_Challenge A:_ Output the commit message text from "authorHui Xiao <huixiao@fb.com>" to "ious manifest.", verbatim.

_Extract provided:_
┄┄┄┄┄┄
]> git-server-git.apps.pok.os.sepia.ceph.com Git - rocksdb.git/commitdiff
Fix missing WAL in new manifest by rolling over the WAL deletion record from prev...
authorHui Xiao <huixiao@fb.com>
Tue, 29 Nov 2022 22:14:43 +0000 (14:14 -0800)
committerFacebook GitHub Bot <facebook-github-bot@users.noreply.github.com>
Tue, 29 Nov 2022 22:14:43 +0000 (14:14 -0800)
Summary:
**Context**
`Options::track_and_verify_wals_in_manifest = true` verifies each of the WALs tracked in manifest indeed presents in the WAL folder. If not, a corruption "Missing WAL with log number" will be thrown.

`DB::SyncWAL()` called at a specific timing (i.e, at the `TEST_SYNC_POINT("FindObsoleteFiles::PostMutexUnlock")`) can record in a new manifest the WAL addition of a WAL file that already had a WAL deletion recorded in the previous manifest.
And the WAL deletion record is not rollover-ed to the new manifest. So the new manifest creates the illusion of such WAL never gets deleted and should presents at db re/open.
- Such WAL deletion record can be caused by flushing the memtable associated with that WAL and such WAL deletion can actually happen in` PurgeObsoleteFiles()`.

As a consequence, upon `DB::Reopen()`, this WAL file can be deleted while manifest still has its WAL addition record , which causes a false alarm of corruption "Missing WAL with log number" to be thrown.
┄┄┄┄┄┄
_Challenge B:_ Extract each line of the listing below that contains the string "position".

_Source material:_
┄┄┄┄┄┄
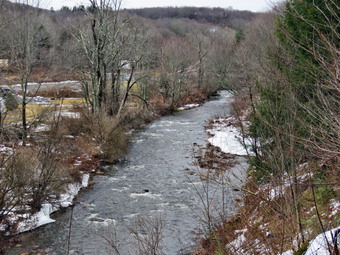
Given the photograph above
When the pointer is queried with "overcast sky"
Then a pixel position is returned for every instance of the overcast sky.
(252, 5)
┄┄┄┄┄┄
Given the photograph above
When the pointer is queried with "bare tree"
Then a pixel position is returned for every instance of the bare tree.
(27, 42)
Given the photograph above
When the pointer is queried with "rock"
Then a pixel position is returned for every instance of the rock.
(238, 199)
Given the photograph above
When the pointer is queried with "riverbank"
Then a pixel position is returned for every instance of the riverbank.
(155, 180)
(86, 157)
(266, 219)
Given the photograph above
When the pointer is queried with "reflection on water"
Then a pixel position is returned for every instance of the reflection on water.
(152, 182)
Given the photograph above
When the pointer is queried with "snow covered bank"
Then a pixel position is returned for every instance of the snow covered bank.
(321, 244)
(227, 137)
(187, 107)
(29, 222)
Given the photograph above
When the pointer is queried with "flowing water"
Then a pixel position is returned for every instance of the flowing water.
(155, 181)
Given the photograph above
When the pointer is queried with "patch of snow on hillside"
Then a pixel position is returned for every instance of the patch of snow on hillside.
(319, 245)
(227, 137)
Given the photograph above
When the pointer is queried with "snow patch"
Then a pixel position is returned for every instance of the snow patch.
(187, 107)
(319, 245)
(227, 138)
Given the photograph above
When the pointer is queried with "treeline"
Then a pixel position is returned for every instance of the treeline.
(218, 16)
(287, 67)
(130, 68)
┄┄┄┄┄┄
_Exercise answer A:_
authorHui Xiao <huixiao@fb.com>
Tue, 29 Nov 2022 22:14:43 +0000 (14:14 -0800)
committerFacebook GitHub Bot <facebook-github-bot@users.noreply.github.com>
Tue, 29 Nov 2022 22:14:43 +0000 (14:14 -0800)
Summary:
**Context**
`Options::track_and_verify_wals_in_manifest = true` verifies each of the WALs tracked in manifest indeed presents in the WAL folder. If not, a corruption "Missing WAL with log number" will be thrown.

`DB::SyncWAL()` called at a specific timing (i.e, at the `TEST_SYNC_POINT("FindObsoleteFiles::PostMutexUnlock")`) can record in a new manifest the WAL addition of a WAL file that already had a WAL deletion recorded in the previous manifest.

_Exercise answer B:_
Then a pixel position is returned for every instance of the overcast sky.
Then a pixel position is returned for every instance of the bare tree.
Then a pixel position is returned for every instance of the rock.
Then a pixel position is returned for every instance of the riverbank.
Then a pixel position is returned for every instance of the reflection on water.
Then a pixel position is returned for every instance of the snow covered bank.
Then a pixel position is returned for every instance of the flowing water.
Then a pixel position is returned for every instance of the patch of snow on hillside.
Then a pixel position is returned for every instance of the snow patch.
Then a pixel position is returned for every instance of the treeline.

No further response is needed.